Prompt
The entries below should be transcribed exactly, every one of them.
*** Provided entries ***
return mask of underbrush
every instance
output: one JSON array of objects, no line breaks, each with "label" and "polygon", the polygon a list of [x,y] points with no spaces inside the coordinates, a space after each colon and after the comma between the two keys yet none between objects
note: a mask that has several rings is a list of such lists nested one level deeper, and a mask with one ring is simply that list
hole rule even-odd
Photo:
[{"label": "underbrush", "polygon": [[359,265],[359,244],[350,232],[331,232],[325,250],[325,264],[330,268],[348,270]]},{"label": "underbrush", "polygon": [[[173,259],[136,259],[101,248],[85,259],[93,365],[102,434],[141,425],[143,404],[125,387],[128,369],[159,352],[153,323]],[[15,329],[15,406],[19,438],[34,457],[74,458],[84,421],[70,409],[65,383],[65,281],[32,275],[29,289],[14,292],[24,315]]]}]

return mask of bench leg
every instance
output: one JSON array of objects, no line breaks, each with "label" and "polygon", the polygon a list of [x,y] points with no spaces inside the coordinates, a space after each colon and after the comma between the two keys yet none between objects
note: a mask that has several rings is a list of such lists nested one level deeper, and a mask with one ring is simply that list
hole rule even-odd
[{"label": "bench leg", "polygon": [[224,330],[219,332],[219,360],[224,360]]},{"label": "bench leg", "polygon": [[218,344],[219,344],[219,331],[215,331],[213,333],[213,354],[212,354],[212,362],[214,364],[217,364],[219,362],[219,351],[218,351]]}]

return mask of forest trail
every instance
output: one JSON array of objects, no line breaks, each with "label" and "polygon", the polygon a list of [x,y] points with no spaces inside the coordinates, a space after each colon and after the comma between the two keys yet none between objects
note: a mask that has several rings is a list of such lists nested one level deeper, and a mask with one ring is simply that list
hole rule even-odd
*** End of Provided entries ***
Task output
return mask of underbrush
every instance
output: one JSON array of objects, no line breaks, each with "label" and "polygon", the polygon a list of [x,y] points with no spaces inside the coordinates, a space after each colon and after the comma between the two keys yet none between objects
note: a mask that has several rings is a list of such lists nested one level deeper, and a mask with one ring is simply that list
hole rule even-odd
Photo:
[{"label": "underbrush", "polygon": [[359,265],[359,244],[350,232],[331,232],[325,250],[325,264],[330,268],[348,270]]},{"label": "underbrush", "polygon": [[[173,259],[136,259],[101,248],[85,259],[93,365],[102,434],[141,425],[143,404],[125,387],[128,369],[159,352],[153,323]],[[15,329],[15,406],[19,438],[34,457],[74,458],[84,421],[70,409],[65,383],[65,281],[32,275],[29,289],[14,292],[24,315]]]}]

return mask of bench leg
every instance
output: one JSON array of objects, no line breaks, each with "label" and "polygon", the polygon a list of [x,y] points with no spaces inside the coordinates, a space after each colon and after the comma between the two keys yet none between objects
note: a mask that has several rings is a list of such lists nested one level deeper, and a mask with one ring is simply that list
hole rule even-odd
[{"label": "bench leg", "polygon": [[224,330],[219,332],[219,360],[224,360]]},{"label": "bench leg", "polygon": [[218,344],[219,344],[219,331],[215,331],[213,333],[213,354],[212,354],[212,362],[214,364],[217,364],[219,362],[219,351],[218,351]]}]

return mask of forest trail
every instance
output: one JSON array of objects, no line breaks, each with "label" and "polygon", the polygon a list of [x,y] points with no spaces inside the coordinates, a space after each colon and after the comma between the two keys yet none between objects
note: a mask that has several rings is a list of such lists nested one level deeper, and a mask with one ring is simply that list
hole rule even-odd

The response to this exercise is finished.